### READING PASSAGE:
Segment Open
The platform, dubbed "Tilded" (pronounced "tilda-dee") due to its use of the characters "~d" in file names, appears to have created versions of the programs dating back to 2008, suggesting that early versions of Duqu might have been created to gather intelligence needed for the Stuxnet operation.
"The differences are so minute that you can interchange the Duqu driver for the Stuxnet driver, and the programs will still load," says Roel Schouwenberg, a senior researcher with Kaspersky. "It is obvious that they are coming from the same factory."
After much debate in the security community, the conclusion that the two attacks are connected and likely to have been launched by the same group offers some interesting conclusions, security experts say.
1. Nation-states are active in cyber.
Prior to Stuxnet and Duqu, security professionals always believed that national governments were conducting active operations on the Internet. Now it's obvious: The resources necessary to test Stuxnet against Iranian industrial systems would require a massive investment. While it's possible that a non-nation-state actor was behind Stuxnet, it's not very plausible, says Kaspersky's Schouwenberg.
"At least one of the actors would have to have the hardware to set up a testing environment," he says. "And that extremely limits the possible actors to a handful, and they are all nation-states."
For companies, especially those in defense or critical infrastructure, the lesson is that cost might not matter and that their connections to a particular nation might put them in jeopardy.
Yet not everyone is convinced that the actors behind the Stuxnet attack and the Duqu espionage network could belong to the same group. The platform might be the same, but it could be provided by a third-party contractor to different government agencies or even different nations, says Don Jackson, a senior security researcher at managed security provider Dell Secureworks.
"It's possible that they are completely different operations that may be overseen by different groups in different countries," Jackson says.
2.'Certificates are not a problem for attackers.
Malicious software is increasingly using stolen signatures to appear more legitimate and evade security software. While less than 2 percent of malware currently uses a signature, attacks launched by nation-states will likely be among them. Duqu and Stuxnet both used drivers signed by the same Realteck Semiconductor certificate, among others, according to Kaspersky.
Companies need to better protect their code-signing signatures. In addition, security software needs to treat digital signatures with a hefty dose of skepticism, Kaspersky's Schouwenberg says.
Segment Closed
### RECORDED INFORMATION:
Segment Open
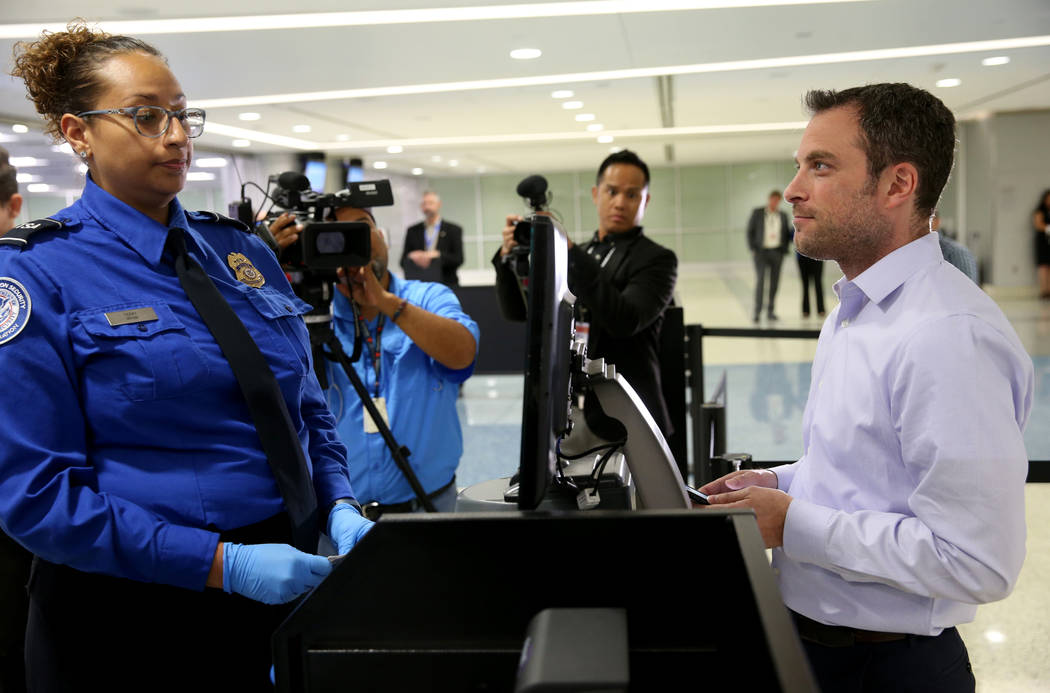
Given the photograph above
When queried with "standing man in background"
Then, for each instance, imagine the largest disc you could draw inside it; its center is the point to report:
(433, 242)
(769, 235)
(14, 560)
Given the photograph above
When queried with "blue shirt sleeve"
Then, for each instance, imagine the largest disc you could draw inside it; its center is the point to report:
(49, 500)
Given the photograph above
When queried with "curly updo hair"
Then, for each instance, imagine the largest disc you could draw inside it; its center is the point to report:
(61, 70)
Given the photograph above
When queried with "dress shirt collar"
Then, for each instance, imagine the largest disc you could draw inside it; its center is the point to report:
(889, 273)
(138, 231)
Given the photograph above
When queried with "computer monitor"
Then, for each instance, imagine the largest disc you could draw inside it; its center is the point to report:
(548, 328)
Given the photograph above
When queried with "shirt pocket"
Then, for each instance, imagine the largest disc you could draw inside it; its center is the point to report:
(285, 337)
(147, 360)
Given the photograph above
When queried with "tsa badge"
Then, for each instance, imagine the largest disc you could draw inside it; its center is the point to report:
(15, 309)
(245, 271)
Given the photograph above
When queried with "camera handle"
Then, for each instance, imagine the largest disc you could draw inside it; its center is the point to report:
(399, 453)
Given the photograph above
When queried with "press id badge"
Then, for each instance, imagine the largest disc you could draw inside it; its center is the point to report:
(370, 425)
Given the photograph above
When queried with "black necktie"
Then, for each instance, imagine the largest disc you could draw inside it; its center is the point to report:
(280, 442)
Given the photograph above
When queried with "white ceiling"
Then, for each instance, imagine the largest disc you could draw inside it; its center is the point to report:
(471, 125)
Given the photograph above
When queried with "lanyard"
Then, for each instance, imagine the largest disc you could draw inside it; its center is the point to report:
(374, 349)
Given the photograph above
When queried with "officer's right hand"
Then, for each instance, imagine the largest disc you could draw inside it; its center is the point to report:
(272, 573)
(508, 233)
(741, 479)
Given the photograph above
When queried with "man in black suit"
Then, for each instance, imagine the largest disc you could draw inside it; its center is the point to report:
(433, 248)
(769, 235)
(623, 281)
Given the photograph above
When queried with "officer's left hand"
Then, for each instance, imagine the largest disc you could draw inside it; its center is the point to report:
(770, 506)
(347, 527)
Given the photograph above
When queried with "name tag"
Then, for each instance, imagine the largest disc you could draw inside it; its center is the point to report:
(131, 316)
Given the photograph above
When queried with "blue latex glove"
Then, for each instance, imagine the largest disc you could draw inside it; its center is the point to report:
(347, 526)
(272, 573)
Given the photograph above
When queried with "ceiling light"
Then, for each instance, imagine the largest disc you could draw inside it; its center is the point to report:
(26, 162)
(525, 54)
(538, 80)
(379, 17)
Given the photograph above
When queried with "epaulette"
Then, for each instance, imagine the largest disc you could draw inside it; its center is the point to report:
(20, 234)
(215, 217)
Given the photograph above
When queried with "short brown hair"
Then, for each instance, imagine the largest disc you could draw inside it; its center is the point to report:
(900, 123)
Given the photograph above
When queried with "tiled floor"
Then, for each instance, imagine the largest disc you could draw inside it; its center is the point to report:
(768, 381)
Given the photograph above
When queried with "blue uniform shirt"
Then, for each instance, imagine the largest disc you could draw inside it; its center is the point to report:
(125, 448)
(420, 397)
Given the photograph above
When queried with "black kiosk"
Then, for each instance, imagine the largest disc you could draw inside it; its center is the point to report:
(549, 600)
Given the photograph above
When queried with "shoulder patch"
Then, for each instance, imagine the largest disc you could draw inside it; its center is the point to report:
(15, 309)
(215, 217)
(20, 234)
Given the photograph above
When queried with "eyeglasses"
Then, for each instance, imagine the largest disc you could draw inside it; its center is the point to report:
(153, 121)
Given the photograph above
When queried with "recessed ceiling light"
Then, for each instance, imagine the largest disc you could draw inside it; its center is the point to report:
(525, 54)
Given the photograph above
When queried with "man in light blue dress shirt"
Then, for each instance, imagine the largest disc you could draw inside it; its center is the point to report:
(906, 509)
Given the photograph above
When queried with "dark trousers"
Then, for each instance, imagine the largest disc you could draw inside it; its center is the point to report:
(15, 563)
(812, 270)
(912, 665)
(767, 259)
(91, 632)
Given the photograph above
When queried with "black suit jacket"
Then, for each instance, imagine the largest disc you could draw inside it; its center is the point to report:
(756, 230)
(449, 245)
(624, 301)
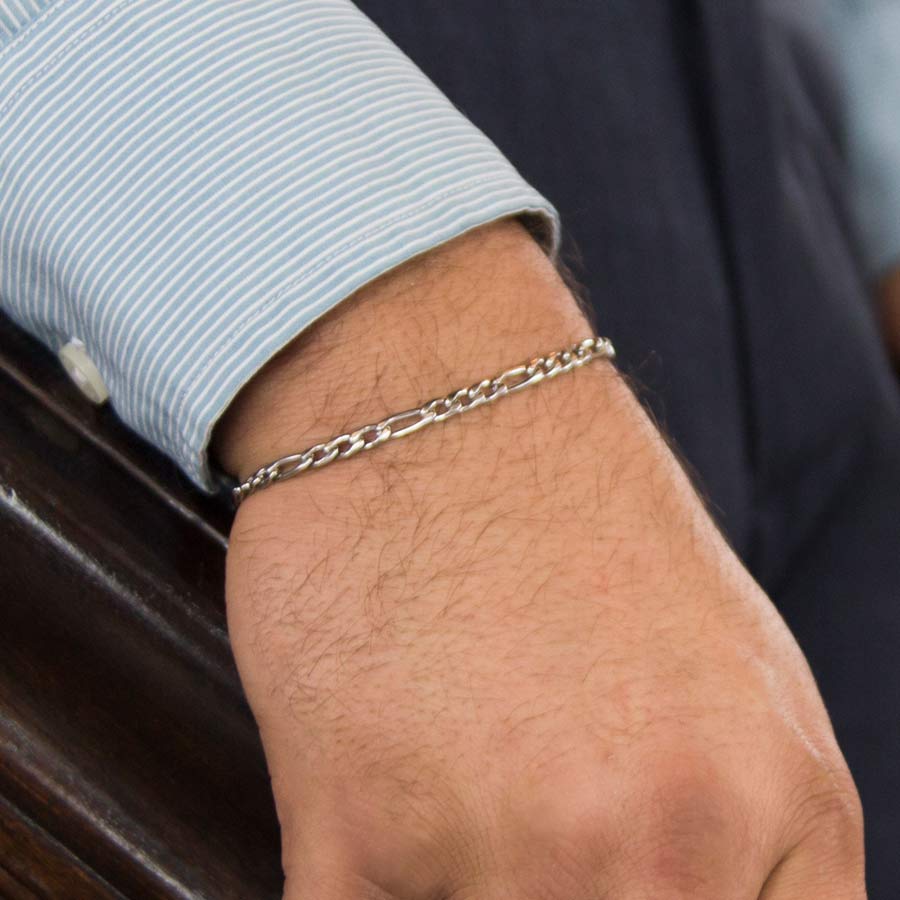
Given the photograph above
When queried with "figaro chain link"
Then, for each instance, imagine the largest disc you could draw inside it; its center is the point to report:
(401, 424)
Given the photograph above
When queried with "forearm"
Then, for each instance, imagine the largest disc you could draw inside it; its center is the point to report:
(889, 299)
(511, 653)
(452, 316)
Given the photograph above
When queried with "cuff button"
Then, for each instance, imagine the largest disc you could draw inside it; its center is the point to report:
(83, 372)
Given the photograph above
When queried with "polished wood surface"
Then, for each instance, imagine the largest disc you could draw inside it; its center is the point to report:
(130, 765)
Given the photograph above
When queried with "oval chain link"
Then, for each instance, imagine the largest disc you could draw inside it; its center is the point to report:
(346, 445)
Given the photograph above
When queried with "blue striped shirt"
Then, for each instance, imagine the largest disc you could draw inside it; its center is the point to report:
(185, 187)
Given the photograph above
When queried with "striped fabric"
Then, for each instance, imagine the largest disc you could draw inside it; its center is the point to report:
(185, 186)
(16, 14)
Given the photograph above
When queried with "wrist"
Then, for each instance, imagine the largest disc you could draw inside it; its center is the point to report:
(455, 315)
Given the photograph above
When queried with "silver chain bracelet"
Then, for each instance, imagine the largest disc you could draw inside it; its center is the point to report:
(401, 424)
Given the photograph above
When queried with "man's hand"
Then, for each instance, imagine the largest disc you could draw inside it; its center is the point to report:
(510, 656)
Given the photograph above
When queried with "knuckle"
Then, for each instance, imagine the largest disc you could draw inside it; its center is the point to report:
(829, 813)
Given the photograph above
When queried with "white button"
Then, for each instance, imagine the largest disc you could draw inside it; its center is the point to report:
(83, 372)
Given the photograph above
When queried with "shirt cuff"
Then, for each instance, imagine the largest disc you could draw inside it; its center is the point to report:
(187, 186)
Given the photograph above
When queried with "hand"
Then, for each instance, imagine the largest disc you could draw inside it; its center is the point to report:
Segment Closed
### EXPLORE THE MATERIAL:
1) List every company or organization mentioned by name in the passage on Duqu and Stuxnet.
2) Reproduce the part of the passage on Duqu and Stuxnet that opens with the words containing "The platform, dubbed" and closes with "security experts say.".
The items have nothing to do with the passage on Duqu and Stuxnet.

### RESPONSES TO THE TASKS:
1) Kaspersky, Dell Secureworks, Realteck Semiconductor

2)
The platform, dubbed "Tilded" (pronounced "tilda-dee") due to its use of the characters "~d" in file names, appears to have created versions of the programs dating back to 2008, suggesting that early versions of Duqu might have been created to gather intelligence needed for the Stuxnet operation.
"The differences are so minute that you can interchange the Duqu driver for the Stuxnet driver, and the programs will still load," says Roel Schouwenberg, a senior researcher with Kaspersky. "It is obvious that they are coming from the same factory."
After much debate in the security community, the conclusion that the two attacks are connected and likely to have been launched by the same group offers some interesting conclusions, security experts say.